§ **What this task involves**
Repeat every line below exactly, word for word.

Source records

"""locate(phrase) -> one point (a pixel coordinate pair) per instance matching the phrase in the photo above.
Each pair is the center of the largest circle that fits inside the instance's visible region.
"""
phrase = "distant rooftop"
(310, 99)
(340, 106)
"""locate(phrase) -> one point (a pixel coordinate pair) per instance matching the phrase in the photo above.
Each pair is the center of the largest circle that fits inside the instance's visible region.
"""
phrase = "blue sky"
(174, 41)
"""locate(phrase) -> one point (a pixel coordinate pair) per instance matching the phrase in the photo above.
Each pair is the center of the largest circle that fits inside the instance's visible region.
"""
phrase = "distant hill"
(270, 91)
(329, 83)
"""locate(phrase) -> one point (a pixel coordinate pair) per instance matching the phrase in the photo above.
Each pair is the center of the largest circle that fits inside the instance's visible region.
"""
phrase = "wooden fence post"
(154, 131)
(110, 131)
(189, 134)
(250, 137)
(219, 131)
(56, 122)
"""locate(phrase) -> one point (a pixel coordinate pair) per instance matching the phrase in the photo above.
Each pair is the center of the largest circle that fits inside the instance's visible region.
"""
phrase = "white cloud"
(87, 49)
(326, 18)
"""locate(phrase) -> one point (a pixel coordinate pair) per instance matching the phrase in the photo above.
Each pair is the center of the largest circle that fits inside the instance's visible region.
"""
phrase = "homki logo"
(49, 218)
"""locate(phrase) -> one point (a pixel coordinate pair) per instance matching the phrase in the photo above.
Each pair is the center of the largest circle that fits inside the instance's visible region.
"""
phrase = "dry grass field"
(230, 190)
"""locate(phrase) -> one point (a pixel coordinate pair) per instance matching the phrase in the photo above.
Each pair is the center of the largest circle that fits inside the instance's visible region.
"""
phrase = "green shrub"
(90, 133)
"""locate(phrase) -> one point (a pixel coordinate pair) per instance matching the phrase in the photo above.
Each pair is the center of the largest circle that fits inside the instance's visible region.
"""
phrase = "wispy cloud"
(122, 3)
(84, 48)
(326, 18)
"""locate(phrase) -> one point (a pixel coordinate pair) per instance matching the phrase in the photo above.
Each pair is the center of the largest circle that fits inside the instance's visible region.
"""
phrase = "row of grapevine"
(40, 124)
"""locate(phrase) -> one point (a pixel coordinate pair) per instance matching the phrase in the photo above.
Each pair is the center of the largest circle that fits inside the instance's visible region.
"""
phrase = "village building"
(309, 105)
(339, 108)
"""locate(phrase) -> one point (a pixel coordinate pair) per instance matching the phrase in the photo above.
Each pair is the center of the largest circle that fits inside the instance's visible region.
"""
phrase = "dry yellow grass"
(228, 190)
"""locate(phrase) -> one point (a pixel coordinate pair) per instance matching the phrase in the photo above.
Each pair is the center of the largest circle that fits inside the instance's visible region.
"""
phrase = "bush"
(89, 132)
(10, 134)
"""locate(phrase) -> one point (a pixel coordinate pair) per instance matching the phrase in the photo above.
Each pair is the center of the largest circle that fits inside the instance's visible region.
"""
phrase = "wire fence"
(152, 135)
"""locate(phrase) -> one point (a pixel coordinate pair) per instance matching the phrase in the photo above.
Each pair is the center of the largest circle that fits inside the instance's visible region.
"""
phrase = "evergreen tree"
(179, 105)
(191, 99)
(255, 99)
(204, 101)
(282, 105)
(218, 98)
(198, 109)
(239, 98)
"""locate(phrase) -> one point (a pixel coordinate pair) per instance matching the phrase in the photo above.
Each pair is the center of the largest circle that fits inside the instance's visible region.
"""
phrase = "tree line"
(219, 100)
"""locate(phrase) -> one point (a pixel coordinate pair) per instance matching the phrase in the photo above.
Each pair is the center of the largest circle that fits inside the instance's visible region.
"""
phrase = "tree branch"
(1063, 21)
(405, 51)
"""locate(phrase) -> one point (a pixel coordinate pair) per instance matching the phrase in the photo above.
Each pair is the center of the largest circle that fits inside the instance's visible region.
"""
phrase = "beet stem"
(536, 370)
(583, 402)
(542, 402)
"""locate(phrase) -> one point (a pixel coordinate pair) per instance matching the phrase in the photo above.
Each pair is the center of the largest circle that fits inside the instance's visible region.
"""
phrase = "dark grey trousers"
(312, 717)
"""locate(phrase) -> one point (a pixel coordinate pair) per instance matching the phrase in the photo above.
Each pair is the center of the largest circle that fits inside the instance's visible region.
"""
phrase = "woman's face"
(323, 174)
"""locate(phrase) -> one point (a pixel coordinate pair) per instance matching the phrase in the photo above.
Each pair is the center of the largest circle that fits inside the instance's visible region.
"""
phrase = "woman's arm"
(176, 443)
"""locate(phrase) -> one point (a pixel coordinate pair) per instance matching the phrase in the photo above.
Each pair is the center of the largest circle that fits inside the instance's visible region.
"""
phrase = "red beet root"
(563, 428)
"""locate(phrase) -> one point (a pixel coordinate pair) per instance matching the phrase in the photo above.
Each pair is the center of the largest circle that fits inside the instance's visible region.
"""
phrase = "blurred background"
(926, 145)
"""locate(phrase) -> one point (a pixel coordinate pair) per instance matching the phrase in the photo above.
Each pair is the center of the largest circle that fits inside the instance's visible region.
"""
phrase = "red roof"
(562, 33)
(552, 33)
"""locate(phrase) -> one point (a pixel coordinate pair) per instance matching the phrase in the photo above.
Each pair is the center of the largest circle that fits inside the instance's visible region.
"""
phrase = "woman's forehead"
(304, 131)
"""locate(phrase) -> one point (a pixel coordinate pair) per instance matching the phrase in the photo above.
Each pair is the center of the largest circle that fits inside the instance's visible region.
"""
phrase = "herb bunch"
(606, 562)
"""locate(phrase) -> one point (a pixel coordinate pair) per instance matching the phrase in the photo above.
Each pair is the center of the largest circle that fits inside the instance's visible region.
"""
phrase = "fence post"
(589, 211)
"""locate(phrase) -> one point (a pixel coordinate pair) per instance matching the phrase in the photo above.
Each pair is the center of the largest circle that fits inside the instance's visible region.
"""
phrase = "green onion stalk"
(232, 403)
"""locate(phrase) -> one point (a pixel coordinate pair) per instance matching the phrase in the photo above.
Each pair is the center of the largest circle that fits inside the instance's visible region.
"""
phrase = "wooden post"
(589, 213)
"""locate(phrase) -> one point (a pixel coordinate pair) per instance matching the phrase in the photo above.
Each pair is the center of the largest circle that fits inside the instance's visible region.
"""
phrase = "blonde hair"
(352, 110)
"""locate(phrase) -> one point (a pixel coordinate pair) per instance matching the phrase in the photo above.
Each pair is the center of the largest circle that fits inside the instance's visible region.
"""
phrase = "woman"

§ **Solution below**
"""locate(phrase) -> one point (a pixel coordinate pair) per instance matching the phrase in the photo above.
Each pair is the center of the largest circle that fits inside the instance's visible region.
"""
phrase = "distant rooftop"
(310, 99)
(340, 106)
"""locate(phrase) -> one point (a pixel coordinate pair) per instance matching the phrase in the photo above.
Each pair is the center of the largest circle that fits inside the instance's visible region.
"""
phrase = "blue sky"
(174, 41)
"""locate(phrase) -> one point (a pixel coordinate pair) per instance matching the phrase in the photo above.
Each pair is the center of the largest circle that fits inside the instance's visible region.
"""
phrase = "distant hill"
(270, 91)
(329, 83)
"""locate(phrase) -> one point (a pixel coordinate pair) per instance matching the phrase in the photo above.
Each pair is the center of the largest circle that fits inside the instance's visible region.
"""
phrase = "wooden fence post"
(154, 131)
(110, 131)
(189, 134)
(250, 137)
(219, 131)
(56, 122)
"""locate(phrase) -> one point (a pixel coordinate pair) per instance matching the phrase in the photo above.
Each pair is the center of the largest circle that fits inside the instance's visible region.
"""
phrase = "white cloud"
(87, 49)
(326, 18)
"""locate(phrase) -> one point (a pixel coordinate pair) per instance matching the phrase in the photo above.
Each pair is the center of the largest circle that fits inside the instance's visible region.
"""
phrase = "homki logo"
(49, 218)
"""locate(phrase) -> one point (a pixel coordinate pair) per instance matching the phrase in the photo above.
Each pair is the center of the largest circle that fits inside the instance's visible region.
"""
phrase = "dry grass field"
(230, 190)
"""locate(phrase) -> one point (a pixel coordinate pair) per instance matching the phrase in the photo above.
Each pair is the center of the largest circle that fits inside the instance's visible region.
"""
phrase = "green shrub"
(90, 133)
"""locate(phrase) -> one point (a pixel coordinate pair) per instance matching the phrase in the photo above.
Each pair is the center of the largest circle that fits inside the instance's visible region.
"""
phrase = "wispy cloud"
(122, 3)
(84, 48)
(326, 18)
"""locate(phrase) -> one point (a pixel coordinate pair) per instance matching the phrase in the photo above.
Each pair is the center of the largest circle that fits inside the instance's visible region.
"""
phrase = "row of grapevine"
(40, 124)
"""locate(phrase) -> one point (a pixel coordinate pair) per instance matching the phrase in the photo above.
Each pair is the center of the largest circle that fits inside the instance's visible region.
"""
phrase = "village building"
(309, 105)
(339, 108)
"""locate(phrase) -> one point (a pixel coordinate pair) per instance matching the phrase in the photo above.
Each pair is the center of the largest circle that fits inside the instance's visible region.
"""
phrase = "dry yellow grass"
(228, 190)
"""locate(phrase) -> one point (a pixel coordinate pair) per instance matching the phrase in the photo above.
Each pair is the center of the largest circle that fits inside the instance's visible region.
"""
phrase = "bush"
(89, 132)
(10, 134)
"""locate(phrase) -> one point (a pixel coordinate pair) per instance matching the phrase in the photo above.
Each pair is the center of the largest circle that fits inside the instance's visible region.
"""
phrase = "wire fence"
(152, 135)
"""locate(phrase) -> one point (a pixel coordinate pair) per instance matching the phrase in the photo above.
Each pair is the center of the largest circle that fits inside the instance's visible region.
"""
phrase = "evergreen tree"
(179, 105)
(191, 99)
(255, 99)
(204, 101)
(282, 105)
(218, 98)
(198, 109)
(239, 98)
"""locate(phrase) -> one point (a pixel coordinate pair) per instance matching the phrase in the photo above.
Each pair is the center of the largest circle that fits inside the instance's visible region.
"""
phrase = "tree line"
(219, 100)
"""locate(phrase) -> one point (a pixel coordinate pair) per instance matching the phrase in the photo above.
Each pair is the center of the largest circle that fits inside the instance's visible region.
"""
phrase = "tree branch"
(1063, 21)
(405, 51)
"""locate(phrase) -> one point (a pixel coordinate pair) per instance matching the phrase in the photo above.
Each pair is the center of the largest circle that fits inside the instance's visible region.
"""
phrase = "beet stem"
(536, 370)
(583, 402)
(542, 402)
"""locate(phrase) -> one point (a pixel coordinate pair) per instance matching the phrase in the photo above.
Each pair is the center of the largest circle that fits inside the instance's visible region.
"""
phrase = "dark grey trousers"
(312, 717)
"""locate(phrase) -> one point (a pixel coordinate pair) per instance matching the phrase in the photo above.
Each pair is the center of the largest circle that fits inside the instance's visible region.
"""
phrase = "woman's face"
(323, 174)
"""locate(phrase) -> one point (a pixel coordinate pair) per instance matching the phrase in the photo above.
Each pair is the center of the largest circle that fits inside the instance's visible region.
"""
phrase = "woman's arm"
(176, 443)
"""locate(phrase) -> one point (a pixel coordinate pair) per instance matching the phrase in the photo above.
Each pair is the center of the largest circle that fits inside the instance's visible region.
"""
phrase = "red beet root"
(563, 428)
"""locate(phrase) -> one point (a pixel coordinate pair) per instance matching the phrase in the photo above.
Each pair is the center of the largest circle that fits inside the instance's visible region.
"""
phrase = "blurred background"
(926, 145)
"""locate(phrase) -> one point (a pixel coordinate pair) per instance matching the phrase in the photo above.
Each pair is the center of the largest circle that fits inside the instance's visible region.
"""
phrase = "red roof"
(562, 33)
(552, 33)
"""locate(phrase) -> one point (a pixel coordinate pair) per instance matching the phrase in the photo above.
Each pair is the center of the largest circle that fits inside the instance's visible region.
"""
phrase = "woman's forehead"
(304, 131)
"""locate(phrase) -> one point (a pixel coordinate pair) per instance matching the phrase in the photo above.
Each pair is the center of the largest circle that fits inside the instance's visible region.
"""
phrase = "herb bunch"
(606, 562)
"""locate(phrase) -> one point (a pixel coordinate pair) per instance matching the phrase in the photo above.
Each pair is the center of the largest circle that fits inside the instance's visible region.
"""
phrase = "fence post"
(589, 211)
"""locate(phrase) -> one point (a pixel coordinate pair) per instance matching the phrase in the photo above.
Each pair is the center of the largest circle that fits inside the instance's visible region.
"""
phrase = "green onion stalk"
(232, 403)
"""locate(phrase) -> one point (a pixel coordinate pair) per instance matching the phrase in the photo above.
Each pair is the center of the largest circle that fits inside the instance's visible region.
"""
phrase = "wooden post"
(589, 213)
"""locate(phrase) -> one point (a pixel coordinate pair) per instance matching the phrase in the photo above.
Each pair is the center of the largest circle that fits inside the instance's visible region.
"""
phrase = "blonde hair"
(352, 110)
"""locate(phrase) -> one point (a pixel coordinate pair) per instance matching the phrase in the photo above.
Each pair is the center of the largest circle that fits inside the instance's visible region.
"""
phrase = "woman"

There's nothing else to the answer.